━━━━━ Records for processing ━━━━━

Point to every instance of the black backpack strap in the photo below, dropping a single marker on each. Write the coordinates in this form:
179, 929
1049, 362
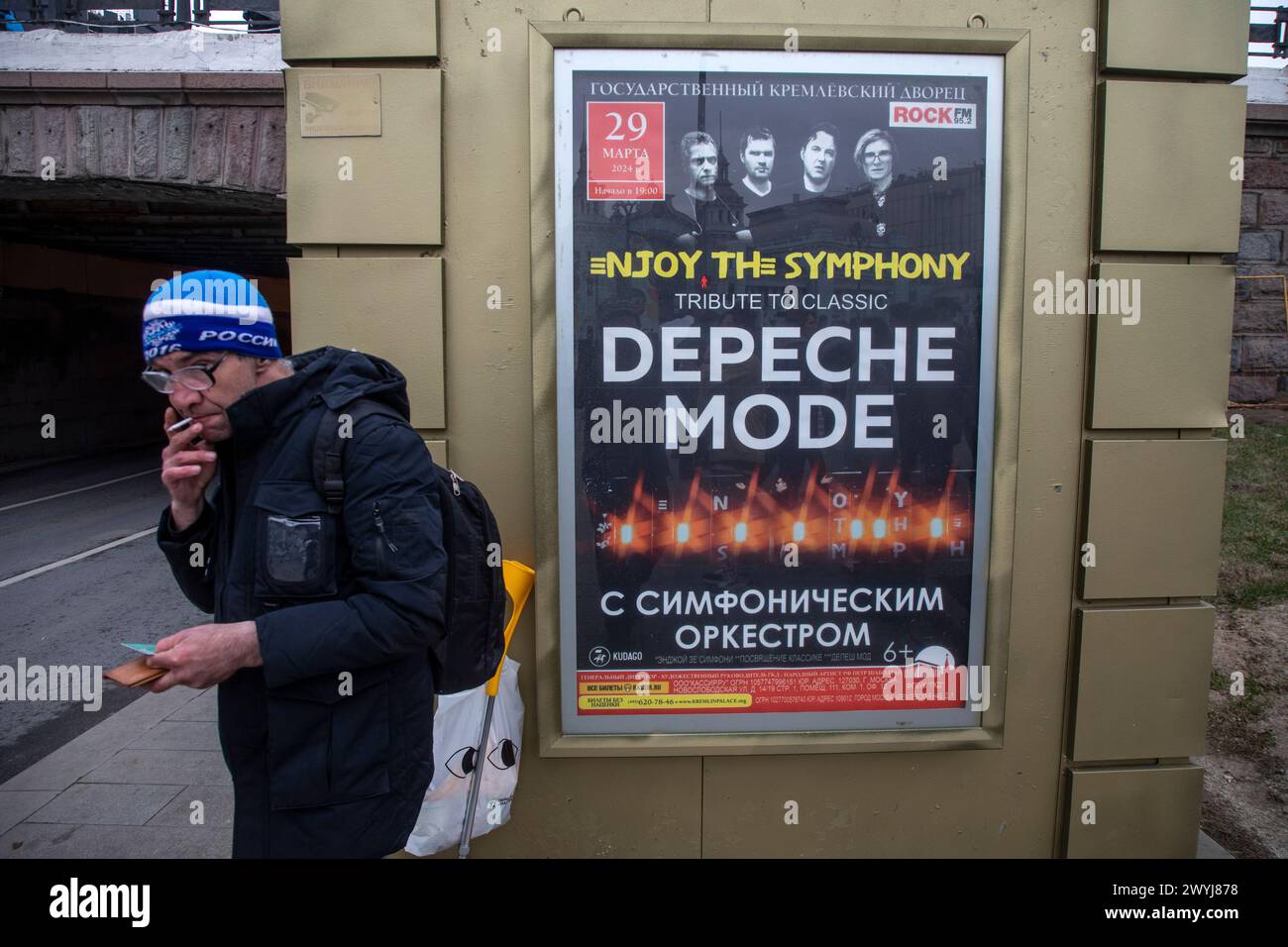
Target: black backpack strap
329, 447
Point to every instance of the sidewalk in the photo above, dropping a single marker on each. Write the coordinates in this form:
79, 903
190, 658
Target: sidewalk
125, 788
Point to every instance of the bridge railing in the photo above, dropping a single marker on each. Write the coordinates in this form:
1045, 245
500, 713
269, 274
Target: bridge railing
146, 16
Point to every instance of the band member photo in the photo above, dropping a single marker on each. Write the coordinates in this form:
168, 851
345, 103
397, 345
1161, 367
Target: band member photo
818, 158
875, 155
713, 214
756, 153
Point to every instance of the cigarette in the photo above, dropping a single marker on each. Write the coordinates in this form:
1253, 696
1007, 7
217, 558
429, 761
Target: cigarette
180, 425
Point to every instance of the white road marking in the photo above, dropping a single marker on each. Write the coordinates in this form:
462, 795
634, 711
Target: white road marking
77, 557
67, 492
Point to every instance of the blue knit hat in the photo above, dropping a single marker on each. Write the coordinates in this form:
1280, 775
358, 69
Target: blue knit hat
207, 311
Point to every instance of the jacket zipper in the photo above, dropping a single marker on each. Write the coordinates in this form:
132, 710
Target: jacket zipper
380, 527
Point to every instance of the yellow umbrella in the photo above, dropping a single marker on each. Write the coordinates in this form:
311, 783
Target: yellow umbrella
519, 579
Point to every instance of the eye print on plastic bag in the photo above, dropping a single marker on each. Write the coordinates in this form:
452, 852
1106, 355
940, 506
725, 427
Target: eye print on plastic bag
463, 762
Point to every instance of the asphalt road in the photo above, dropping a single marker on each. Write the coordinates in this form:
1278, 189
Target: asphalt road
80, 607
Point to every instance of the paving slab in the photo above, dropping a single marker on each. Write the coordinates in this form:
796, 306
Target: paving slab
97, 745
178, 735
217, 806
110, 804
162, 767
202, 706
17, 804
62, 840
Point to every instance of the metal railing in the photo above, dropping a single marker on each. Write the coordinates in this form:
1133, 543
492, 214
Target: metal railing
146, 16
1274, 34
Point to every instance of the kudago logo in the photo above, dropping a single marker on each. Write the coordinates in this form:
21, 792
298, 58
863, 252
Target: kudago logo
75, 899
928, 115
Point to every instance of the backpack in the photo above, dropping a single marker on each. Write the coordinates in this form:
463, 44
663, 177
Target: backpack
475, 605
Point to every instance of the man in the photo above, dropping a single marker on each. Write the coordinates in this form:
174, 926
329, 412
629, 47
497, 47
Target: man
874, 155
322, 621
818, 158
756, 153
706, 214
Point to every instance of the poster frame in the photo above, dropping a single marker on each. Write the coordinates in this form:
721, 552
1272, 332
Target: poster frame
545, 38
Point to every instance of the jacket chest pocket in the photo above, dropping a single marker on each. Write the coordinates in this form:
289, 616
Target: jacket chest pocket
294, 541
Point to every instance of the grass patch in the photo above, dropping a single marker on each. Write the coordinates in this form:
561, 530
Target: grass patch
1254, 523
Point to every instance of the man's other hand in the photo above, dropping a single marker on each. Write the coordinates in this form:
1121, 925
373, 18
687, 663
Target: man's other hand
205, 655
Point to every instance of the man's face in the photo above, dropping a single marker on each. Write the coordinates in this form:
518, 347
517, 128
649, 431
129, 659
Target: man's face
877, 159
702, 165
233, 377
759, 158
819, 157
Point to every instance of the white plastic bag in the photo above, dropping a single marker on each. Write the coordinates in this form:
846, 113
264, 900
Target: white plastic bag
456, 731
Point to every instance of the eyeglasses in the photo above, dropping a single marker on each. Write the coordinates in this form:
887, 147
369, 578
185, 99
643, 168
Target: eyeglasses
196, 377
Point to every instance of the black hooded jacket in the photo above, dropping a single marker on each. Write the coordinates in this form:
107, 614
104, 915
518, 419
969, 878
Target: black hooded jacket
330, 742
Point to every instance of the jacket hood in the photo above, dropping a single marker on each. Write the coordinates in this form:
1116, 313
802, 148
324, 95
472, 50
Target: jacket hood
333, 375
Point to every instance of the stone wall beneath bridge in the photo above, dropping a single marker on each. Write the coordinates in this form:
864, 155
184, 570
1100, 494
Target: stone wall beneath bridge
220, 131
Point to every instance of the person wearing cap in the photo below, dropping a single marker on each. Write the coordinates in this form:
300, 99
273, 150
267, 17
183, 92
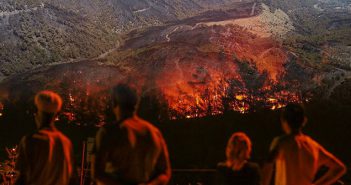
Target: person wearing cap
297, 157
45, 157
130, 150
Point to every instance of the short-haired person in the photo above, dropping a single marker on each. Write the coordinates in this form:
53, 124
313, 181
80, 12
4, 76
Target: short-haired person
45, 157
298, 157
130, 150
237, 169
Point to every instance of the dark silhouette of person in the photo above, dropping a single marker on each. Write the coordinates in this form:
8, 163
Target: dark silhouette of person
45, 157
237, 169
298, 157
130, 150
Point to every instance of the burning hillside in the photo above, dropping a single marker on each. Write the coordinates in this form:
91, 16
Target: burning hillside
187, 70
199, 72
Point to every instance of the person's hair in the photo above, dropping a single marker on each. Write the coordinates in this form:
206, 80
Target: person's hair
48, 103
126, 97
238, 147
294, 115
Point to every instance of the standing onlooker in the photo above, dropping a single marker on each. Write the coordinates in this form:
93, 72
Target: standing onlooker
45, 157
131, 150
298, 157
236, 169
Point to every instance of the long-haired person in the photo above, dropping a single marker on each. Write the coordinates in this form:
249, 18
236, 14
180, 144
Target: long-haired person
297, 157
129, 151
46, 157
237, 170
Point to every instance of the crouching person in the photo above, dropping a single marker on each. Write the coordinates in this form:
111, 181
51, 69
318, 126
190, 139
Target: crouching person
45, 157
130, 150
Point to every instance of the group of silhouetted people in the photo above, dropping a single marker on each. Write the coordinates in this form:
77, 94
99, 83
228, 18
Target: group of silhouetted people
131, 151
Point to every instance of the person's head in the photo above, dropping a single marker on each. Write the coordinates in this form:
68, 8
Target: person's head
124, 101
293, 118
48, 104
238, 147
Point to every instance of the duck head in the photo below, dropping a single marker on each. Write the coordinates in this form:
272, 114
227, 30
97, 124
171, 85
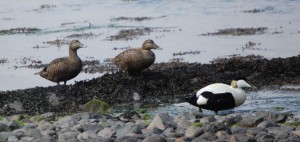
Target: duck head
240, 83
75, 44
149, 44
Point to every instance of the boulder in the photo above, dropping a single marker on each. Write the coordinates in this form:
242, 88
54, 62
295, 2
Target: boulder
193, 132
250, 120
161, 121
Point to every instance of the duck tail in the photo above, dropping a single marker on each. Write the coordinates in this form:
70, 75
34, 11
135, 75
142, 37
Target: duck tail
37, 73
190, 98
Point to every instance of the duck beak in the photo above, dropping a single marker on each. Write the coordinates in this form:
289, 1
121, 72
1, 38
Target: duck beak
82, 45
157, 47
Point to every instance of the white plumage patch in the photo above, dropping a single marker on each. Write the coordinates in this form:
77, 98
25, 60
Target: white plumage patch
201, 100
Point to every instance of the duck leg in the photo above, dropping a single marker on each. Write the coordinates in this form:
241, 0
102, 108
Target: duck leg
216, 112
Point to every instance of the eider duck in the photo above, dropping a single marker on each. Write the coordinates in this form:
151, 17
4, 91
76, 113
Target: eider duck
65, 68
135, 60
219, 96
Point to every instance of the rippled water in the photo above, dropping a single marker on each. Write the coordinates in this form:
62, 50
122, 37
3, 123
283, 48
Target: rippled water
177, 27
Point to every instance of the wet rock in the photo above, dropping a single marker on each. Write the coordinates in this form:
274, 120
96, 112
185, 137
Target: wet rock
267, 124
12, 139
88, 136
128, 128
215, 127
250, 120
12, 124
68, 136
155, 138
256, 130
223, 135
264, 137
241, 138
82, 127
35, 133
209, 136
193, 132
107, 133
207, 119
161, 121
5, 135
296, 132
64, 122
4, 128
272, 116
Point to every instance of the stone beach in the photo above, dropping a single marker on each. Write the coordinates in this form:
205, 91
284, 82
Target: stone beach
55, 113
129, 126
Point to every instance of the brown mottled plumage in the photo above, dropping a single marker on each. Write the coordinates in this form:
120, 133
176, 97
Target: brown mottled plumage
136, 59
65, 68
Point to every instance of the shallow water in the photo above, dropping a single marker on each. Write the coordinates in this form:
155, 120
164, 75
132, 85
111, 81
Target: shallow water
277, 100
177, 27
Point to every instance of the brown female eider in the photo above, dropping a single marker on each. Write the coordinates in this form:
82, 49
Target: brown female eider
65, 68
135, 60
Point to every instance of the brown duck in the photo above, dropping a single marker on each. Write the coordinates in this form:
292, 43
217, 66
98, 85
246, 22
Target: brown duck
65, 68
136, 59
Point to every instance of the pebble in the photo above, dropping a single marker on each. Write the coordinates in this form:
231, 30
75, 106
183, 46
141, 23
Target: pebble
162, 128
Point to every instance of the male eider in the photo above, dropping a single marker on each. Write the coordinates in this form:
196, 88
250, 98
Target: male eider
65, 68
135, 60
219, 96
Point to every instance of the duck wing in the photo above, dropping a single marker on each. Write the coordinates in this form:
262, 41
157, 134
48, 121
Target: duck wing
218, 101
128, 56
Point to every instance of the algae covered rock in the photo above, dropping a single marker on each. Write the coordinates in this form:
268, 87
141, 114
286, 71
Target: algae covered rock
96, 106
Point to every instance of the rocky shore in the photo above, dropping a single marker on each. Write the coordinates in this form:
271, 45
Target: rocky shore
131, 126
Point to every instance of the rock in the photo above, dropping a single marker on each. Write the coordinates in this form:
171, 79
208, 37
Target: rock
68, 136
232, 119
208, 136
12, 124
44, 125
12, 139
50, 116
184, 123
280, 130
19, 132
127, 139
238, 130
207, 119
185, 116
17, 105
66, 121
82, 127
256, 130
241, 138
215, 127
35, 133
155, 138
222, 135
5, 135
296, 132
161, 121
199, 139
4, 128
46, 139
96, 106
127, 116
250, 120
272, 116
193, 132
264, 138
26, 139
267, 124
54, 100
107, 133
129, 128
88, 136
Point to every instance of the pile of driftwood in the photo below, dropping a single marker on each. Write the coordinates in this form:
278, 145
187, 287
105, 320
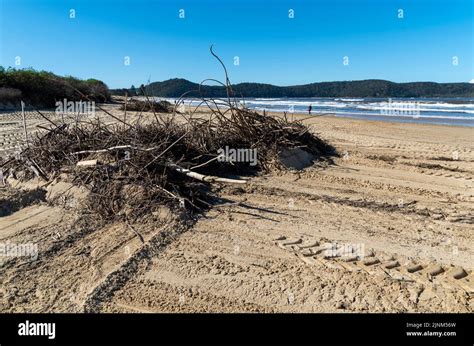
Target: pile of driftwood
175, 159
149, 105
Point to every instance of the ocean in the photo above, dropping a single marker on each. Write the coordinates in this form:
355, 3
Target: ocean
446, 111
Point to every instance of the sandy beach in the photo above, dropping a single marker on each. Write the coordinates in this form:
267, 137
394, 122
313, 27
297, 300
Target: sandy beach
401, 193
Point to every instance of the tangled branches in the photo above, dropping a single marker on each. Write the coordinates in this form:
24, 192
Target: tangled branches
173, 160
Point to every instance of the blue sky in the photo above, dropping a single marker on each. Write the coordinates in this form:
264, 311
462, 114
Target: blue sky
270, 46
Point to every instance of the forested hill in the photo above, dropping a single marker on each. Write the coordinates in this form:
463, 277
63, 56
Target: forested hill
364, 88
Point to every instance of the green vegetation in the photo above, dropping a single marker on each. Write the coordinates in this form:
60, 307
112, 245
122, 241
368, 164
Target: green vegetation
43, 89
363, 88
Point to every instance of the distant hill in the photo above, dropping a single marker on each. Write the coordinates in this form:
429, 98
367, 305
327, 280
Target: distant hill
364, 88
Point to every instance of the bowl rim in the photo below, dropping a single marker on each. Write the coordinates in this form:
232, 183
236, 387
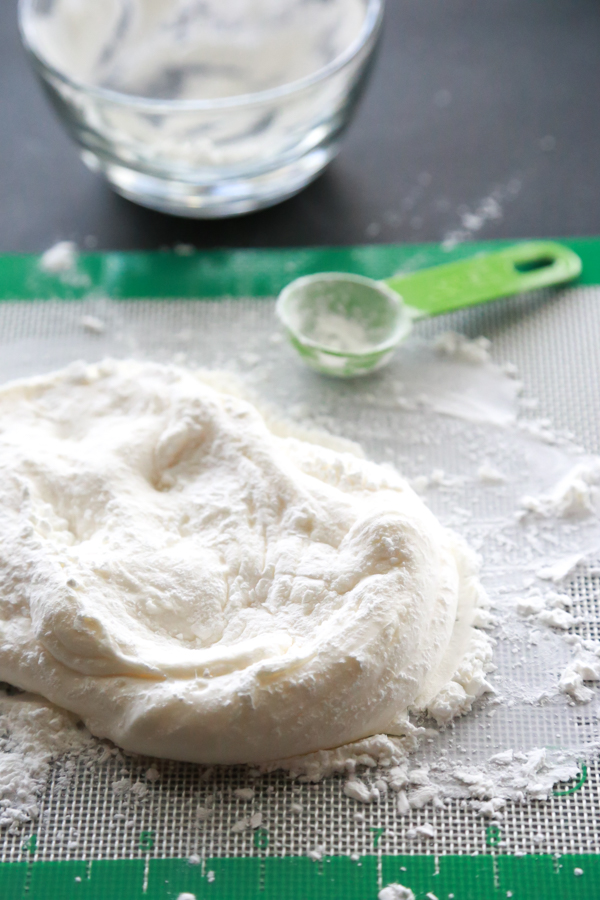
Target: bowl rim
400, 331
369, 31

━━━━━

Task objective:
Extract precisely the lines beginning at the line containing "Point to every instance of the blue sky" and ending at the last line of the entries above, exactly as written and with no pictures.

Expected answer:
Point to every instance of the blue sky in the photo above, dropping a single marker on each. Write the coordinates in this form:
264, 311
462, 114
Target: blue sky
270, 46
Point to every instance of the forested hill in the photo above, dropping a single marker on each. Write the coordinates in this form:
463, 277
63, 56
Target: forested hill
364, 88
Point to every instance of the green vegetation in the photo above, dropping a single marker on each. Write the coordinates in this form:
60, 307
112, 245
122, 241
368, 164
Target: green vegetation
43, 89
363, 88
Point to every instance of the distant hill in the photo above, dropping a single marker on each. Write the coordinates in this form:
429, 98
367, 305
327, 280
Target: distant hill
364, 88
Point to every instance of the bowl rim in the photo below, dropping a single marker on each. Write the coordinates in this form:
232, 183
236, 387
Target: bowl rim
400, 331
369, 31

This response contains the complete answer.